So I think (and we can take this up in your other thread) this is a
bit of a case where our reviews by trying to make things better
overall are slowing down merges of any particular patch. The actual
substantial point here, that perhaps this function should be renamed,
is not wrong. But raising it during reviews seems to be causing a few
problems (and these are not specific to the people in this review):
* A kind of priority-inversion where less-important changes get
attached to more-important ones
* It makes each review a longer thread so sometimes it's harder to
determine what needs to be done to finish it, and it can be harder for
other people to tell if it's settled or not
* It can stop the momentum of the person doing the original patch,
and discourage them from doing small or non-critical patches in
future. This effect can be pretty strong, and both Mark and John have
mentioned it recently.

## [Exercise data]
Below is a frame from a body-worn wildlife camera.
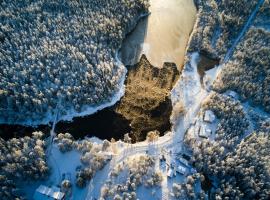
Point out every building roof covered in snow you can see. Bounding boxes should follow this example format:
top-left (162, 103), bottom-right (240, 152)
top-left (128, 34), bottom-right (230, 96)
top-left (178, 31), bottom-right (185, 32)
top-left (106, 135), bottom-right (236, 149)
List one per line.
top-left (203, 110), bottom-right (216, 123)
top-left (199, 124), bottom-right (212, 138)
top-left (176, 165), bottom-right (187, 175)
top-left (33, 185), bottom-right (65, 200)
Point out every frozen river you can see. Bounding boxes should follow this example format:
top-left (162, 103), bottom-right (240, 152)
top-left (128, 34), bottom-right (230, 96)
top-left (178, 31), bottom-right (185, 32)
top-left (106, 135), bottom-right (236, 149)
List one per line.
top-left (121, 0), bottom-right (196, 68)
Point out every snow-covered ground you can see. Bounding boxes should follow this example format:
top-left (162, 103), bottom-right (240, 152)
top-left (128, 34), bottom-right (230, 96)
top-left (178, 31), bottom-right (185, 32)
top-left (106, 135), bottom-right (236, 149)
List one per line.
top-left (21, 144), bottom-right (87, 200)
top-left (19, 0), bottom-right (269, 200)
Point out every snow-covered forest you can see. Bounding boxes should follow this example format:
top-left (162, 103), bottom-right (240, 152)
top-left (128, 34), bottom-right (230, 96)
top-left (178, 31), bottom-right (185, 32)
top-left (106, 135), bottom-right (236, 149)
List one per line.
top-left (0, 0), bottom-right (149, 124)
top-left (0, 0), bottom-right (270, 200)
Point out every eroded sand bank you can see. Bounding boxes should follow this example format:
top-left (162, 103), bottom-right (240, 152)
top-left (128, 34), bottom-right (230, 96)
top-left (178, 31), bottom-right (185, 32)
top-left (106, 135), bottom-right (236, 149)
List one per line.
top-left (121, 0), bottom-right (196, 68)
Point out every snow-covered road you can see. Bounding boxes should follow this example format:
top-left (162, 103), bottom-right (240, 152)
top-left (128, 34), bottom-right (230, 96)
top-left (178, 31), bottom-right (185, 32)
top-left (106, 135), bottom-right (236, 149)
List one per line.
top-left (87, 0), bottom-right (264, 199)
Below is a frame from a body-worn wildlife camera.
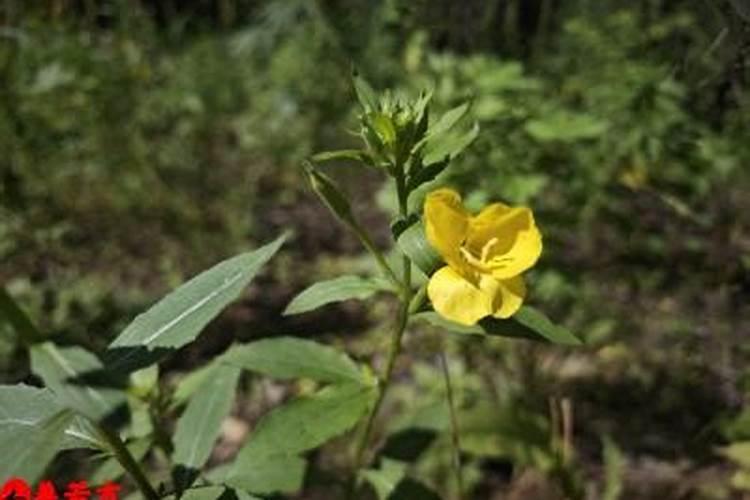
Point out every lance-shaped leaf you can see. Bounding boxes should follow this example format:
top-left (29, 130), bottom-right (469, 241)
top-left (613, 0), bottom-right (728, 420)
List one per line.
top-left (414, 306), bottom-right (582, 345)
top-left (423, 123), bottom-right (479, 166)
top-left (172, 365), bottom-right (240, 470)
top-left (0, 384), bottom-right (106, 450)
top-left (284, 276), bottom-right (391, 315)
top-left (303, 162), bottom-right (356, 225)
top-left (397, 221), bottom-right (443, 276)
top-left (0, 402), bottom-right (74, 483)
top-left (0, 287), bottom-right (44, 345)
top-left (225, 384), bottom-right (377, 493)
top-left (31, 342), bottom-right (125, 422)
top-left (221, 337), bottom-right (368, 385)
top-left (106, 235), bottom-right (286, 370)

---

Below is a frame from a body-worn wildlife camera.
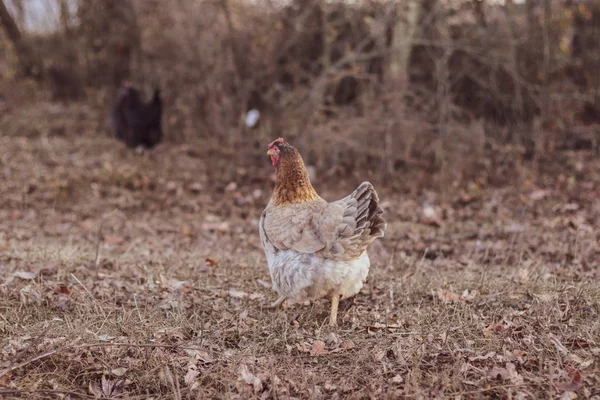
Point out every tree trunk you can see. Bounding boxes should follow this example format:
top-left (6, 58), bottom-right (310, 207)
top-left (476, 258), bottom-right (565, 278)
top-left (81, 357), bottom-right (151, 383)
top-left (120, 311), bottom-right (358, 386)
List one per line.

--

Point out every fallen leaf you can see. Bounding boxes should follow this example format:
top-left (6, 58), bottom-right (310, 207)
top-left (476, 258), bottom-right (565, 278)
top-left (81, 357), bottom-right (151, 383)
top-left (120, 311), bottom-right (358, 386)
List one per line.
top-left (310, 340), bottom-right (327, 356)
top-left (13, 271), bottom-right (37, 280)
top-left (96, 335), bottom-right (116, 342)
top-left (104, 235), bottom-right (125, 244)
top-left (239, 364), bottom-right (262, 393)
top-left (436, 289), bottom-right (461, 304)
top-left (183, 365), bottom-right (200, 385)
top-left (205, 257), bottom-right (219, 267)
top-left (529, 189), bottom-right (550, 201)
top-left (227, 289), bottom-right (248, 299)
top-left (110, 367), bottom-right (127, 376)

## [How to complete this task]
Which problems does the passage about code reviews say come from raising the point about renaming the function during reviews? List each one.

## [Answer section]
- A kind of priority-inversion, where less-important changes get attached to more-important ones.
- Each review becomes a longer thread, so it's sometimes harder to determine what needs to be done to finish it, and harder for other people to tell whether it's settled.
- It can stop the momentum of the person doing the original patch and discourage them from doing small or non-critical patches in the future.